#### Jobs:
(1) Answer these questions from the travel account about Puno:
(a) What did Papa say he was building, and why?
(b) What kind of costumes did the dancers wear at the restaurant Henry took the group to?
(c) In which city did Henry say the traditional guinea pig would be much better?
(2) Print these lines from the records word for word: begin at the line that has "Mark one point on every instance of the worker wearing" and stop after the line that has "pixel 551 453".

#### Text to read:

╔══

We left the island and heard about what the other groups had done. We had had the youngest child in our family which we were hugely grateful for.

 We sailed back to shore and arrived back at Puno, and everyone felt like throwing themselves back into normality with lots of lots of drinks. Although the experience had been highly educational, it was also hard to shake the idea that we had experienced just a day in their simple lives, and that they would still be there. Although they were happy and comfortable in their livelihoods, they were still very deprived compared to our fortunate upbringings, and we felt bad we couldn't help them more. The families thrive on the tourism though, and as we left the family house, Papa told us he was building more accommodation so they could house more tourists as it's a great source of income for them. This instantly encapsulates the attitude differences between the Peruvian and Bolivian people in our opinion. We felt that Peru has embraced tourism and realises how profitable it can be, therefore put in the time and effort to make it an experience, whereas the Bolivians reject the idea, and tend to want tourists money without putting in the work to help tourism grow. This is one reason we found Bolivia a little harder going, and it such a delight to be in Peru. It is clear that the Peruvians hold the same attitude, as Henry and other Peruvians we met later on would make jokes and comments about the state of Bolivia.

That night, Henry took us to a restaurant where there was a live dancing show with beautiful dramatic costumes.



The pisco sours were flowing and we had some Peruvian food whilst we were entertained.



 Everyone was eager to try the traditional guinea pig, but Henry assured us it would be much better in Cusco.  After dinner, Melisa, Susan and ourselves, along with Henry went for a few more pisco sours, and ended up having a big night out full of rapping and dancing. This may have been a mistake as the next morning would be early check out, to head to Cusco.

╚══

#### Material:
╔══

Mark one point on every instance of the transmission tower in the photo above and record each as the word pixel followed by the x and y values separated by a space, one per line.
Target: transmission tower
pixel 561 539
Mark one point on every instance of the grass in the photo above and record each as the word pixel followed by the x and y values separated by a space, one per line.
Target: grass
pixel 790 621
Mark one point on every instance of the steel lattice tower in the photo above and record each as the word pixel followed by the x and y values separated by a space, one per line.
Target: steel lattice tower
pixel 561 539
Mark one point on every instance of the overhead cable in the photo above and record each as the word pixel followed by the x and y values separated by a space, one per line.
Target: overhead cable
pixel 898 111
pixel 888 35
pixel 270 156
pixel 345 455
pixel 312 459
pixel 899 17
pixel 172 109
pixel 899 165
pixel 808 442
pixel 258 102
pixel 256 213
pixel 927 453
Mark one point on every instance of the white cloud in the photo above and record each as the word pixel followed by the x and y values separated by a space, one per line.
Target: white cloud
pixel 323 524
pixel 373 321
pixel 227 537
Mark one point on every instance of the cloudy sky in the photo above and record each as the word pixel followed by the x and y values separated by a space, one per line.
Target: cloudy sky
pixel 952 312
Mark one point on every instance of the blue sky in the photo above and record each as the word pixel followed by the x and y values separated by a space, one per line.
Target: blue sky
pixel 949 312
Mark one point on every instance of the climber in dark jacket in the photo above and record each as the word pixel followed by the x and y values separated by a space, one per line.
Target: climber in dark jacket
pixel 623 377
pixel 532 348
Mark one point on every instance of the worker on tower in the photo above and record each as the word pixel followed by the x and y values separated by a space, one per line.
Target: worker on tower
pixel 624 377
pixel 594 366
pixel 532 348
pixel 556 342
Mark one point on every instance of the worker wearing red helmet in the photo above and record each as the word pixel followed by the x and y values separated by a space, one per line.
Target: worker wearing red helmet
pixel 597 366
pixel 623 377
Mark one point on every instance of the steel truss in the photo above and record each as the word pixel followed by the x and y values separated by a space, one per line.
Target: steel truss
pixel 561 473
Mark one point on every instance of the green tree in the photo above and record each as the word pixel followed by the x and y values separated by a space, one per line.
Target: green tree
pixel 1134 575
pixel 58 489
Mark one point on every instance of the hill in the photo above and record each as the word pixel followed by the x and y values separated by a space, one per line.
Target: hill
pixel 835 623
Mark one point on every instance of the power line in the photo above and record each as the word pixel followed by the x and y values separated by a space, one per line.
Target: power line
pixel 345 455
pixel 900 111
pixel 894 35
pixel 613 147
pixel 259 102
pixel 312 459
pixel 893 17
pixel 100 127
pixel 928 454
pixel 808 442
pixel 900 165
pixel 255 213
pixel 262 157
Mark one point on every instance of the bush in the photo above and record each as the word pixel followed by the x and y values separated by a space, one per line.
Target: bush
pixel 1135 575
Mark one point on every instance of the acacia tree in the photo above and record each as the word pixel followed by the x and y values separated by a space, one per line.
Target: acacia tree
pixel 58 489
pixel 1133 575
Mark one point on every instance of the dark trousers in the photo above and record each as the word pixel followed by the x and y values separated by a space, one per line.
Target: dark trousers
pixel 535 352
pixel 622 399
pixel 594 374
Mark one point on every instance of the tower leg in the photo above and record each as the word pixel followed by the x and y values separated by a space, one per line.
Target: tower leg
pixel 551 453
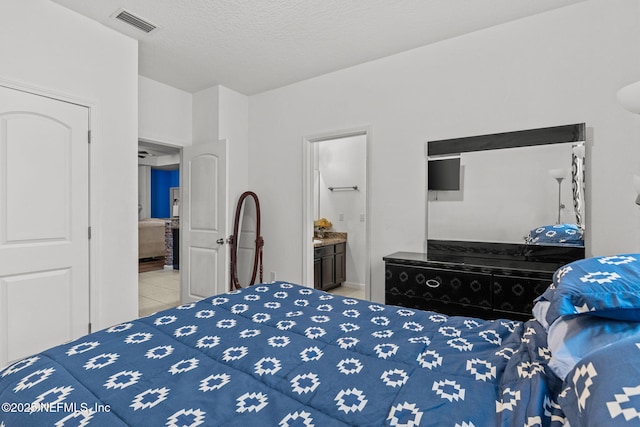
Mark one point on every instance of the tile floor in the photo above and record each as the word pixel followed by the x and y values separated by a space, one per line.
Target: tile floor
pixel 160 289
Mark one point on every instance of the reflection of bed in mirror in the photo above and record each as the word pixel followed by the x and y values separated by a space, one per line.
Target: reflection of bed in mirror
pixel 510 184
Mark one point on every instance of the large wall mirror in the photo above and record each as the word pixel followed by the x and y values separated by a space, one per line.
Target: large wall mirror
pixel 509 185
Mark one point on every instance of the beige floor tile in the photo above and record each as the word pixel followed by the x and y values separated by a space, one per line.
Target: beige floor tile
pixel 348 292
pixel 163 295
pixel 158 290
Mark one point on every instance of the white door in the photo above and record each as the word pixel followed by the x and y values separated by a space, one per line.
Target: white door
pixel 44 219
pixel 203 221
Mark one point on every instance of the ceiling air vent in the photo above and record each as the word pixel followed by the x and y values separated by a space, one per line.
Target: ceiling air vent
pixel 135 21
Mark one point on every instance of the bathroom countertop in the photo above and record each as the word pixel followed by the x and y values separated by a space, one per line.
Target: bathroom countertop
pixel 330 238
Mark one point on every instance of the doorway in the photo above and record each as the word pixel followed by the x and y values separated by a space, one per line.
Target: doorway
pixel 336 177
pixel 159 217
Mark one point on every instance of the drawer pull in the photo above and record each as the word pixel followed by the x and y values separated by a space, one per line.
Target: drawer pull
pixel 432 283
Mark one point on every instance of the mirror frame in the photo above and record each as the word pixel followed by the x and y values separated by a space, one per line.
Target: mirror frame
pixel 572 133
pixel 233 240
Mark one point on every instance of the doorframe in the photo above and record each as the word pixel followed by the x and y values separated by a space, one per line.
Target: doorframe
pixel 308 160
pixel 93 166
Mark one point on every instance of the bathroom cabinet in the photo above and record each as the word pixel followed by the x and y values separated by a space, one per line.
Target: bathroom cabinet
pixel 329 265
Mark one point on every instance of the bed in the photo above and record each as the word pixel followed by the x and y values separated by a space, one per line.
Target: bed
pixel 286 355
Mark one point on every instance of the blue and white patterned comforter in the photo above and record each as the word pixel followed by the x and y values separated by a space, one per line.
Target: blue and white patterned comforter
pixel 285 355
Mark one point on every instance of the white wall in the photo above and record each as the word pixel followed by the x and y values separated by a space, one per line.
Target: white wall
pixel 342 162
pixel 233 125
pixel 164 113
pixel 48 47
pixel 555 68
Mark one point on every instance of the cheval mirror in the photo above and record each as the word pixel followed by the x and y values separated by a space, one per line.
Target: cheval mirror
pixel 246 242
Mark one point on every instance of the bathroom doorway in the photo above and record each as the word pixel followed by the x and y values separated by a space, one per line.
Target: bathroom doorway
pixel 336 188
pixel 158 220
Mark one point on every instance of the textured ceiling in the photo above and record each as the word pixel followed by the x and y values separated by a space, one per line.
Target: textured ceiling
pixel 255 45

╚══
╔══

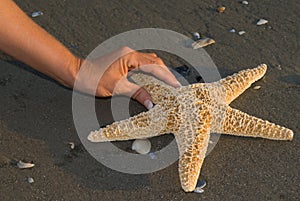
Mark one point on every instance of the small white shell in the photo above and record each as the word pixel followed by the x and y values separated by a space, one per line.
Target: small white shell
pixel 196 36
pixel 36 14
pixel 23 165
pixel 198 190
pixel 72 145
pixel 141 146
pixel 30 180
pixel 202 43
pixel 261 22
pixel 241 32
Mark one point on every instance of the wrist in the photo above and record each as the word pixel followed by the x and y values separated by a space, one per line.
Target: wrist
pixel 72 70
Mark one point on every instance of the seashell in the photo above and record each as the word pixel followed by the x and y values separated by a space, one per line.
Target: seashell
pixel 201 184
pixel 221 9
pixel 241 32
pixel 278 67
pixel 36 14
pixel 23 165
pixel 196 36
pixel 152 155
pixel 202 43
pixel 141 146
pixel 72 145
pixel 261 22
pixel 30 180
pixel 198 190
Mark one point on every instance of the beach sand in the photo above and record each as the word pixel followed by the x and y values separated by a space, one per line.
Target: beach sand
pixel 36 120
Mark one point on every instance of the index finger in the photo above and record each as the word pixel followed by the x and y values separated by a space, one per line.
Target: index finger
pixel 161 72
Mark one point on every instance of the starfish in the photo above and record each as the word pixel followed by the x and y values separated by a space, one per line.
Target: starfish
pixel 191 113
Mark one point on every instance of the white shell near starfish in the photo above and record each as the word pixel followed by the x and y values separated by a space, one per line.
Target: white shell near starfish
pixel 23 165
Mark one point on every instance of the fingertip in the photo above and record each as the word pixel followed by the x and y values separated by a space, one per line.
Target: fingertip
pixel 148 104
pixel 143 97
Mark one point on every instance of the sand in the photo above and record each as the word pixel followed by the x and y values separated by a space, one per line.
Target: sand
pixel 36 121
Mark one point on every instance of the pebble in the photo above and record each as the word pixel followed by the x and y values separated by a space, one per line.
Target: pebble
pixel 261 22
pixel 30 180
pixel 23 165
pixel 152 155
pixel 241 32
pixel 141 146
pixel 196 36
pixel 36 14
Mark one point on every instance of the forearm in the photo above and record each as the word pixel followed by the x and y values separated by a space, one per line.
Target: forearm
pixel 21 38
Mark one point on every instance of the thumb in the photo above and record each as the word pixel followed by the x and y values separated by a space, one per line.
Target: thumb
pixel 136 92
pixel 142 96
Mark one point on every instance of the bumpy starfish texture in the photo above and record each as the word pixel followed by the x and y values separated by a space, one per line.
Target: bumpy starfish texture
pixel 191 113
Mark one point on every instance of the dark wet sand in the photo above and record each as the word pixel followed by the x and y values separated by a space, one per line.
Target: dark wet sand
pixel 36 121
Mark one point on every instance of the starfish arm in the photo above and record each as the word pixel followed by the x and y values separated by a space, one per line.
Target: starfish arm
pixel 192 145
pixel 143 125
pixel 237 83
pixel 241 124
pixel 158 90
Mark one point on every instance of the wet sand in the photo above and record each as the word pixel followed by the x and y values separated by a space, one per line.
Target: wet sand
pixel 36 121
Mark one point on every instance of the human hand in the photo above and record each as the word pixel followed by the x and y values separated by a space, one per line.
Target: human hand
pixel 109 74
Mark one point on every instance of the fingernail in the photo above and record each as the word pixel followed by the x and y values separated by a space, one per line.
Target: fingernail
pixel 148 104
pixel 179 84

╚══
╔══

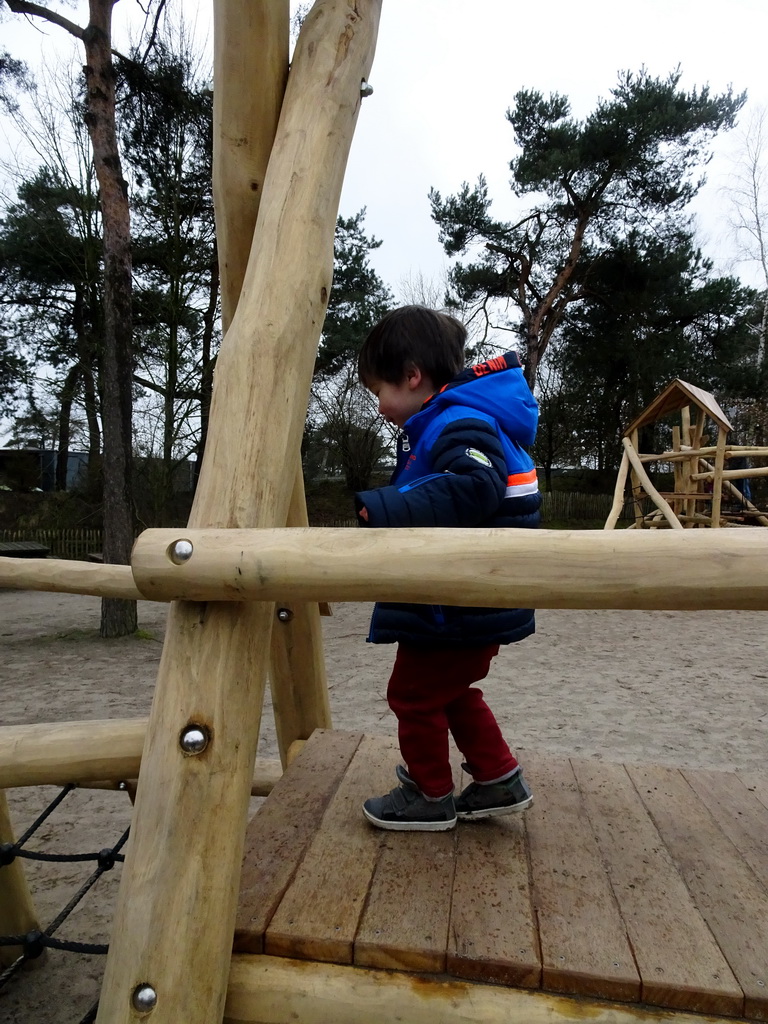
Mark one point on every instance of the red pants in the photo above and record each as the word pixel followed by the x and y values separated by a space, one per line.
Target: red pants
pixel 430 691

╚══

#### Solutions to the problems:
(1)
(a) He was building more accommodation so the family could house more tourists, because tourism is a great source of income for them.
(b) Beautiful, dramatic costumes.
(c) Cusco.

(2)
Mark one point on every instance of the worker wearing red helmet in the photo above and record each as the word pixel followed by the x and y values separated by a space, one per line.
Target: worker wearing red helmet
pixel 597 366
pixel 623 377
Mark one point on every instance of the steel truss in the photo above and record each as the word pixel followed by the x and y values separated by a space, one per line.
Target: steel truss
pixel 561 473
Mark one point on every instance of the green tree in the photo above and record each as the word pixel followed by the x and y values separated by a space, one per line.
Target: green tree
pixel 1134 575
pixel 58 489
Mark one point on every instance of the hill in the photo above and record each as the word pixel followed by the x and y values separated by a space, one per line.
Target: hill
pixel 835 623
Mark one point on every instance of the power line in the photo above and record each as the word pixel followed by the x and y values separated by a space, one per line.
Target: power line
pixel 345 455
pixel 900 111
pixel 894 35
pixel 613 147
pixel 259 102
pixel 312 459
pixel 893 17
pixel 100 127
pixel 928 454
pixel 808 442
pixel 900 165
pixel 255 213
pixel 262 157
Mark one point on every instance of the bush in the photo above and record each as the word pixel followed by the x and y values separated by a space, one per line.
Target: bush
pixel 1135 575
Mark one point on every instance of the acacia tree in the photo above and record each as the word pixel followed by the x and y values separated by a space, one per line.
Target: acacia tree
pixel 58 489
pixel 1133 575
Mark one point on every instance of the dark trousers in the photo above and record each as the word pixel followed by the x and y values separated by a space, one per line.
Target: dark trousers
pixel 535 352
pixel 622 399
pixel 594 374
Mark one point on every instance of the tower leg in the photo above and record each as the word pixel followed by the x and y values separated by a space, one per line.
Target: tower leg
pixel 551 453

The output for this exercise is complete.